:: Records

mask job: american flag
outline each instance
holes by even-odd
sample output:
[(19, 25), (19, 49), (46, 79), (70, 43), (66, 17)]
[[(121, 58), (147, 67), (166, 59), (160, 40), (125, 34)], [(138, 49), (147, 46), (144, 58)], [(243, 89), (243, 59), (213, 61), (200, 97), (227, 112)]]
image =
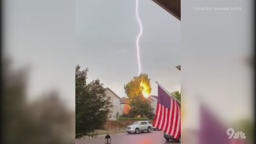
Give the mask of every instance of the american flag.
[(180, 108), (178, 102), (158, 86), (158, 99), (153, 126), (178, 139), (180, 134)]

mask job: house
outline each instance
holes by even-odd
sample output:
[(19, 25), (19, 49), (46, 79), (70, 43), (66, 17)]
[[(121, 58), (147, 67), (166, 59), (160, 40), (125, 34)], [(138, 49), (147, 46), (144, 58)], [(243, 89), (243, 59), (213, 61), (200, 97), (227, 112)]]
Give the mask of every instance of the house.
[(120, 101), (121, 98), (109, 88), (106, 88), (105, 90), (106, 95), (107, 96), (110, 96), (111, 98), (110, 102), (113, 106), (113, 108), (111, 109), (112, 112), (110, 114), (111, 117), (109, 118), (109, 120), (116, 120), (116, 115), (118, 112), (119, 112)]
[(176, 66), (176, 68), (177, 68), (177, 69), (179, 70), (180, 70), (180, 65), (179, 66)]
[(156, 114), (156, 106), (157, 106), (158, 97), (156, 96), (150, 95), (148, 97), (148, 98), (150, 101), (150, 105), (153, 108), (153, 113)]
[(119, 110), (120, 116), (122, 116), (123, 114), (127, 114), (130, 108), (131, 107), (130, 106), (128, 100), (124, 98), (120, 100), (120, 110)]

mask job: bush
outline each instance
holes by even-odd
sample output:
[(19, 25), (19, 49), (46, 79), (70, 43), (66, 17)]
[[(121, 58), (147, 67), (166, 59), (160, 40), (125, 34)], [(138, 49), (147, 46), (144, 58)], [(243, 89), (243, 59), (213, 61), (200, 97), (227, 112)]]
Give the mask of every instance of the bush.
[(149, 120), (149, 118), (127, 118), (120, 117), (121, 120)]
[(124, 114), (122, 115), (122, 117), (126, 117), (126, 118), (130, 118), (130, 115), (127, 114)]
[(100, 130), (108, 130), (108, 128), (107, 126), (103, 126), (100, 128)]

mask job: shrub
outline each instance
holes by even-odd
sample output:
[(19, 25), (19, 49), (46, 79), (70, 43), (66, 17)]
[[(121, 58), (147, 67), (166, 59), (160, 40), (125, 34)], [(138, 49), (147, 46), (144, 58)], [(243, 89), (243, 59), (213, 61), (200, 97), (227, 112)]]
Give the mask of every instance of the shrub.
[(148, 118), (127, 118), (120, 117), (120, 119), (121, 120), (149, 120), (150, 119)]
[(108, 128), (106, 126), (102, 126), (100, 130), (108, 130)]

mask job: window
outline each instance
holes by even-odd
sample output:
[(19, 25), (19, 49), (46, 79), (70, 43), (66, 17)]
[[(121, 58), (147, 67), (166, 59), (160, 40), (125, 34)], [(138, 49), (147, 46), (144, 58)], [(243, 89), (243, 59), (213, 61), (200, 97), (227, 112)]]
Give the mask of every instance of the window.
[(114, 99), (114, 105), (118, 106), (119, 105), (119, 100), (118, 99)]
[(143, 125), (143, 124), (148, 124), (147, 123), (147, 122), (141, 122), (140, 123), (141, 124), (142, 124), (142, 125)]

::::

*What to do*
Rewrite every line of the items above as a Markdown table with the columns "Row" and "Line," numbering each row and leaving out blank lines and the pictures.

*Complete response*
| Row | Line |
|---|---|
| 1 | mask job: american flag |
| 2 | outline each instance |
| 3 | holes by even-odd |
| 4 | sample output: |
| 5 | [(19, 25), (19, 49), (46, 79), (70, 43), (66, 17)] |
| 6 | [[(121, 58), (147, 67), (166, 59), (160, 40), (125, 34)], [(138, 49), (147, 46), (144, 58)], [(243, 89), (243, 59), (213, 61), (200, 97), (227, 112)]] |
| 7 | image = |
| 8 | Give the mask of every instance of the american flag. |
| 9 | [(180, 108), (178, 102), (158, 86), (158, 99), (153, 126), (178, 139), (180, 134)] |
| 10 | mask job: house |
| 11 | outline each instance |
| 12 | holes by even-odd |
| 13 | sample output: |
| 14 | [(19, 25), (19, 49), (46, 79), (70, 43), (66, 17)] |
| 15 | [[(121, 58), (147, 67), (166, 59), (160, 40), (125, 34)], [(138, 49), (147, 46), (144, 58)], [(243, 89), (243, 59), (213, 61), (200, 97), (227, 112)]] |
| 16 | Give the mask of every instance of the house. |
| 17 | [(120, 101), (121, 98), (109, 88), (106, 88), (105, 90), (106, 95), (107, 96), (110, 96), (111, 98), (110, 102), (113, 106), (113, 108), (111, 109), (112, 112), (110, 114), (111, 117), (109, 118), (109, 120), (116, 120), (116, 115), (118, 112), (119, 112)] |
| 18 | [(176, 66), (176, 68), (177, 68), (177, 69), (179, 70), (180, 70), (180, 65), (179, 66)] |
| 19 | [(156, 114), (156, 106), (157, 106), (158, 97), (156, 96), (150, 95), (148, 97), (148, 98), (150, 101), (150, 105), (153, 108), (153, 113)] |
| 20 | [(119, 110), (120, 116), (122, 116), (123, 114), (127, 114), (130, 108), (131, 107), (130, 106), (128, 100), (124, 98), (120, 100), (120, 110)] |
| 21 | mask job: bush |
| 22 | outline each instance |
| 23 | holes by even-odd |
| 24 | sample output: |
| 25 | [(19, 25), (19, 49), (46, 79), (70, 43), (66, 17)] |
| 26 | [[(121, 58), (147, 67), (166, 59), (160, 40), (125, 34)], [(138, 49), (147, 46), (144, 58)], [(243, 89), (243, 59), (213, 61), (200, 97), (227, 112)]] |
| 27 | Give the mask of every instance of the bush. |
| 28 | [(149, 120), (149, 118), (127, 118), (120, 117), (121, 120)] |
| 29 | [(124, 114), (122, 115), (122, 117), (126, 117), (126, 118), (130, 118), (130, 115), (127, 114)] |
| 30 | [(100, 130), (108, 130), (108, 128), (107, 126), (103, 126), (100, 128)] |
| 31 | mask job: shrub |
| 32 | outline each instance |
| 33 | holes by even-odd |
| 34 | sample output: |
| 35 | [(19, 25), (19, 49), (46, 79), (70, 43), (66, 17)] |
| 36 | [[(121, 58), (147, 67), (166, 59), (160, 40), (125, 34)], [(138, 49), (147, 46), (144, 58)], [(243, 89), (243, 59), (213, 61), (200, 97), (227, 112)]] |
| 37 | Give the mask of every instance of the shrub. |
| 38 | [(148, 118), (127, 118), (120, 117), (120, 119), (121, 120), (149, 120), (150, 119)] |
| 39 | [(108, 128), (106, 126), (102, 126), (100, 130), (108, 130)] |
| 40 | mask job: window |
| 41 | outline each instance |
| 42 | holes by even-odd |
| 43 | sample output: |
| 44 | [(19, 25), (19, 49), (46, 79), (70, 43), (66, 17)] |
| 45 | [[(121, 58), (147, 67), (166, 59), (160, 40), (125, 34)], [(138, 49), (147, 46), (144, 58)], [(243, 89), (243, 59), (213, 61), (200, 97), (227, 112)]] |
| 46 | Give the mask of every instance of the window. |
| 47 | [(114, 99), (114, 105), (118, 106), (119, 105), (119, 100), (118, 99)] |
| 48 | [(143, 125), (143, 124), (148, 124), (147, 123), (147, 122), (141, 122), (140, 123), (141, 124), (142, 124), (142, 125)] |